begin Entries

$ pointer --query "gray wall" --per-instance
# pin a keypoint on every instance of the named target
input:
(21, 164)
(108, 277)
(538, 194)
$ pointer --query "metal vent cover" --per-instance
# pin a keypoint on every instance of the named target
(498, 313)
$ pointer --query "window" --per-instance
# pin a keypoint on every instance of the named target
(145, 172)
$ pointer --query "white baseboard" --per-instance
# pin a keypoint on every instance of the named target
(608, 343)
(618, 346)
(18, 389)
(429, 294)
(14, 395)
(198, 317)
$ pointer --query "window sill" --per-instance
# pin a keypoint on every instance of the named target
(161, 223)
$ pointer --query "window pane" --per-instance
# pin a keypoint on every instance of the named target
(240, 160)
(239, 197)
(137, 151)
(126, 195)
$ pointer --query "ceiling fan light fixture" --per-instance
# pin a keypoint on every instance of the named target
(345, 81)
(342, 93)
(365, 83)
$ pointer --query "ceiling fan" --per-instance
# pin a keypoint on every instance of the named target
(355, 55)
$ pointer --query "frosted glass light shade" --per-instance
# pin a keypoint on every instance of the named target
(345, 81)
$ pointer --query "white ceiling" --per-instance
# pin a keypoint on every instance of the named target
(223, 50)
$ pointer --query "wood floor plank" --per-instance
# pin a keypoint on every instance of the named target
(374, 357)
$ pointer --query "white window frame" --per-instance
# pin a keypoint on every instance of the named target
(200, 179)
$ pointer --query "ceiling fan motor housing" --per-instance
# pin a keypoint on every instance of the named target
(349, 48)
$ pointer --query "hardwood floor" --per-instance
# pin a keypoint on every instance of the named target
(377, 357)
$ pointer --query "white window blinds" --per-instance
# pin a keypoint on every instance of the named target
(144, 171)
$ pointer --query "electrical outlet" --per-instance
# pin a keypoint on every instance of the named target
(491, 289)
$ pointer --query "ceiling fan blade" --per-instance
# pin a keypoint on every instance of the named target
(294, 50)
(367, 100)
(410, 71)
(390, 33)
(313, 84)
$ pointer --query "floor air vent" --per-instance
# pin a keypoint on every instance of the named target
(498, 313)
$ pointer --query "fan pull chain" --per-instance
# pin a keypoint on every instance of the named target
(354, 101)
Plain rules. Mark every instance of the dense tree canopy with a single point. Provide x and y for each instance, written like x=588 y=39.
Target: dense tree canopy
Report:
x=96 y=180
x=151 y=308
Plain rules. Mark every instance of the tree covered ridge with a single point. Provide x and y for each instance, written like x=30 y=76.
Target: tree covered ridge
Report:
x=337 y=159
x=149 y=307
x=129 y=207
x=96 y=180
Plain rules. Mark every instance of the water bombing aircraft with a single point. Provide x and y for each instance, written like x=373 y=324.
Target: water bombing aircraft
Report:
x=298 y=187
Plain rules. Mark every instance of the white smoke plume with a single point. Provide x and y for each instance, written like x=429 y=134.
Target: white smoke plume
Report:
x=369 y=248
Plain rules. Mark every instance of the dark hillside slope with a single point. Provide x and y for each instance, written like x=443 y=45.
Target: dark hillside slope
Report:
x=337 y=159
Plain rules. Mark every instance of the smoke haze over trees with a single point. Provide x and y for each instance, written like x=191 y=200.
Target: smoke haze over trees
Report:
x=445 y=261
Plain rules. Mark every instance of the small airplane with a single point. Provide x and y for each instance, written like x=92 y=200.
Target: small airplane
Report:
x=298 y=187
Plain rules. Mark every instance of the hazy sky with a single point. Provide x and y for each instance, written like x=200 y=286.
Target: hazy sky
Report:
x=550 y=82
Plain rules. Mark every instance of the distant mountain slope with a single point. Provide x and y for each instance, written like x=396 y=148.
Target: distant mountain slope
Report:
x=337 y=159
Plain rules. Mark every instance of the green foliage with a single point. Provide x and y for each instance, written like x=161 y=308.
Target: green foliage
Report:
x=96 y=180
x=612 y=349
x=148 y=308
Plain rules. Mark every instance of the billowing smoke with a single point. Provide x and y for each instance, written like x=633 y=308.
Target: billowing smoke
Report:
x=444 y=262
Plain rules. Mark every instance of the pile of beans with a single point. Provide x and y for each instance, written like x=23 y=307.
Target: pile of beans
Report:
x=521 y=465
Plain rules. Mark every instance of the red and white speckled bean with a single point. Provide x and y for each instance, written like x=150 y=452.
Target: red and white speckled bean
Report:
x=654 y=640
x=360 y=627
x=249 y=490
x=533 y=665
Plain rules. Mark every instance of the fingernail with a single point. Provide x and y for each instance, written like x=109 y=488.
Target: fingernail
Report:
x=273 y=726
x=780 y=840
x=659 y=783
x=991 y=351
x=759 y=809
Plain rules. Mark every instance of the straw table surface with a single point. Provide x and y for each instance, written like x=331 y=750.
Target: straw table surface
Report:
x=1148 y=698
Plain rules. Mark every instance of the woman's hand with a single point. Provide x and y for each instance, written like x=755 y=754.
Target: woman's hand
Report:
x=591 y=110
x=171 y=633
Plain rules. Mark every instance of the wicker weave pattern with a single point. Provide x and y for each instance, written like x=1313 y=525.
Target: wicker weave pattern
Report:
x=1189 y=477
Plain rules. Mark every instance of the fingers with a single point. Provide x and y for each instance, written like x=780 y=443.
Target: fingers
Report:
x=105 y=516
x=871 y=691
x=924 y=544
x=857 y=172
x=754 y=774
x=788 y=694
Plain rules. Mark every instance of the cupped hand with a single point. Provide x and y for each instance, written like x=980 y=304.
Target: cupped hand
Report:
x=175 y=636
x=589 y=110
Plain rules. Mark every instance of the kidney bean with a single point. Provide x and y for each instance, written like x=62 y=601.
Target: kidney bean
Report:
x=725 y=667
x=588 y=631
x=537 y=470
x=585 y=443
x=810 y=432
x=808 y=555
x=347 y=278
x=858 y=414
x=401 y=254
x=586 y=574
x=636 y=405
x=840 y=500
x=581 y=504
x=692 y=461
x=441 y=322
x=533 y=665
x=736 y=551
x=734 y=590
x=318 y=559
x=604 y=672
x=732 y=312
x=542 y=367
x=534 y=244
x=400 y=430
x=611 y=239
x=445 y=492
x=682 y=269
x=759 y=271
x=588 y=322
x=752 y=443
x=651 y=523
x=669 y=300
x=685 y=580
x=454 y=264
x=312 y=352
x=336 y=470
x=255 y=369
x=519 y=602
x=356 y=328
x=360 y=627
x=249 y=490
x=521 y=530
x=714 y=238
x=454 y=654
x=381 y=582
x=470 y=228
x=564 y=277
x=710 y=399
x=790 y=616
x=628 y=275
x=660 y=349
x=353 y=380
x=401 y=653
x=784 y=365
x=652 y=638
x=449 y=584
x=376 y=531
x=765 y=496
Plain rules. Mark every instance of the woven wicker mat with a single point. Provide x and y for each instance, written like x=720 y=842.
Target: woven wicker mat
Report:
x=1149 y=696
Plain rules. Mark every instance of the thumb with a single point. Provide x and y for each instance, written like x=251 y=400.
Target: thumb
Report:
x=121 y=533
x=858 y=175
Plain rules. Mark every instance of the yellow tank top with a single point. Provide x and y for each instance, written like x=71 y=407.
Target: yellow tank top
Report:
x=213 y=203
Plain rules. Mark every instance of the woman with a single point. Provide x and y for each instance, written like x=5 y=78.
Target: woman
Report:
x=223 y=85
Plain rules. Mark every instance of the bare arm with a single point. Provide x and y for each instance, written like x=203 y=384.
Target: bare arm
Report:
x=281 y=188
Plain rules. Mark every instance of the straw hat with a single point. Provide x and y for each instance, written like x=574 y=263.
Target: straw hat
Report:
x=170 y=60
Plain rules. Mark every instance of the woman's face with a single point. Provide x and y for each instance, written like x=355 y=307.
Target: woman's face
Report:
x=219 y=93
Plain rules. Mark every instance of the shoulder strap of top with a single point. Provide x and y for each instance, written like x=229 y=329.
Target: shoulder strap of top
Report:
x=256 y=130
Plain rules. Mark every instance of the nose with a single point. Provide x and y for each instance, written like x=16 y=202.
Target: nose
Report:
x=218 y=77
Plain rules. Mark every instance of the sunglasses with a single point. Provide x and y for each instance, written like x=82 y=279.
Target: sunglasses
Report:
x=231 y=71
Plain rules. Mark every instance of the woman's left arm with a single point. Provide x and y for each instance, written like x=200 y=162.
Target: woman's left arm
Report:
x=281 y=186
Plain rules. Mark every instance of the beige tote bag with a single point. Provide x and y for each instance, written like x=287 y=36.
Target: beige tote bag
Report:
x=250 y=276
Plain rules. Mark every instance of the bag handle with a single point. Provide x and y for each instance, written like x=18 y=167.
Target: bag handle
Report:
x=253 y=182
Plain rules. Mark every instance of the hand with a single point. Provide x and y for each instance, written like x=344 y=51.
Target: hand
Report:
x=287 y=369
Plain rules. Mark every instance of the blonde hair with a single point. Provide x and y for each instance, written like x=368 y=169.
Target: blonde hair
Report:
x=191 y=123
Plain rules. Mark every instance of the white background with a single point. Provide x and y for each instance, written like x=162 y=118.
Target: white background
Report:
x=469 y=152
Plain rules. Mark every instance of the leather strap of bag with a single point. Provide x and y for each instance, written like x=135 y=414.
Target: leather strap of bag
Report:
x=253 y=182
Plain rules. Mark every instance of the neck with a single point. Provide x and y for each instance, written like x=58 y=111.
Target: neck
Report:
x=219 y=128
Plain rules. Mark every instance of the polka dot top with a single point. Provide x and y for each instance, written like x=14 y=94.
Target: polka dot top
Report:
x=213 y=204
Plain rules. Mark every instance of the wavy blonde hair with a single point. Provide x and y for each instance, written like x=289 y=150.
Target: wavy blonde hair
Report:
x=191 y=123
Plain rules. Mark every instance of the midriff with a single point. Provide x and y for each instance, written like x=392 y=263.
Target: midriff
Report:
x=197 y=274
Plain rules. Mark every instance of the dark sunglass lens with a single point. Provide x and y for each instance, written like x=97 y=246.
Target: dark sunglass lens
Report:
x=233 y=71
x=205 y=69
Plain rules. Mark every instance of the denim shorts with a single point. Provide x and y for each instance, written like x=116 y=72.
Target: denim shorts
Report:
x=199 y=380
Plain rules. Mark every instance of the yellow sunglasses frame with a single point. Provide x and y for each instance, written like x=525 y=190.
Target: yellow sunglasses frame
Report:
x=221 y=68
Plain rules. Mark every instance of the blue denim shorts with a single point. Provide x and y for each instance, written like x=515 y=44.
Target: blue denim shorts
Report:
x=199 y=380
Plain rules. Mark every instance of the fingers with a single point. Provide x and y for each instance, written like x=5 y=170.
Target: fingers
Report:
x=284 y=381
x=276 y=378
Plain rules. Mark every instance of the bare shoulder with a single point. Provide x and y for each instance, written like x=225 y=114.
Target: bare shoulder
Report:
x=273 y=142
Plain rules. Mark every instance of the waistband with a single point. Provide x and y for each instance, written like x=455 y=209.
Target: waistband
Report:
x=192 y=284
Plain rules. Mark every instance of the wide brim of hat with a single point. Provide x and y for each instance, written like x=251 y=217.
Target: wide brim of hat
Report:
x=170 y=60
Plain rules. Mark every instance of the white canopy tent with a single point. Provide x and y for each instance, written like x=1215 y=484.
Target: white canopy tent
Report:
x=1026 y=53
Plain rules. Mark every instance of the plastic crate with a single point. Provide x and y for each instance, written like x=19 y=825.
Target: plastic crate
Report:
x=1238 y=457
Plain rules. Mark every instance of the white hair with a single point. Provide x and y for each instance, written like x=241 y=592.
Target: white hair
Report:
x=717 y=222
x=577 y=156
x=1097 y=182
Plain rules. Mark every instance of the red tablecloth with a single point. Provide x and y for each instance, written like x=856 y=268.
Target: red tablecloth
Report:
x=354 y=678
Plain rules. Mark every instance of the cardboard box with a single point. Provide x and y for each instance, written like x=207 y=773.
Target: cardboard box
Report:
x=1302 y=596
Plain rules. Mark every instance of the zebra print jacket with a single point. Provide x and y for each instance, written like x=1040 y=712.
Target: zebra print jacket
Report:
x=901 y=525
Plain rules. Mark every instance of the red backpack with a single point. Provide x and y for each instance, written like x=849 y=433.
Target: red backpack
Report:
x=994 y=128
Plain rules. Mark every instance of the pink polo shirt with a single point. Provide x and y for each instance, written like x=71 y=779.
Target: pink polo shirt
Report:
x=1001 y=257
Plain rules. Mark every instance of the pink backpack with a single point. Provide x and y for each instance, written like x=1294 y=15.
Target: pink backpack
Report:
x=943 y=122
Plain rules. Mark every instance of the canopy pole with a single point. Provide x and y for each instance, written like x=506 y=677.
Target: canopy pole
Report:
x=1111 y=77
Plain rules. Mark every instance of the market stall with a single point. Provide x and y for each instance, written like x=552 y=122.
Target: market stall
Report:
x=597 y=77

end Entries

• Requirements
Copy out, word for word, the lines from the one containing "Plain rules. Mark every instance of the market" through the last line of the rows above, including both ends.

• Result of this exercise
Plain rules. Mark every instance of the market stall with a single point. Provide x and y for each instance, written like x=552 y=122.
Target: market stall
Report:
x=597 y=77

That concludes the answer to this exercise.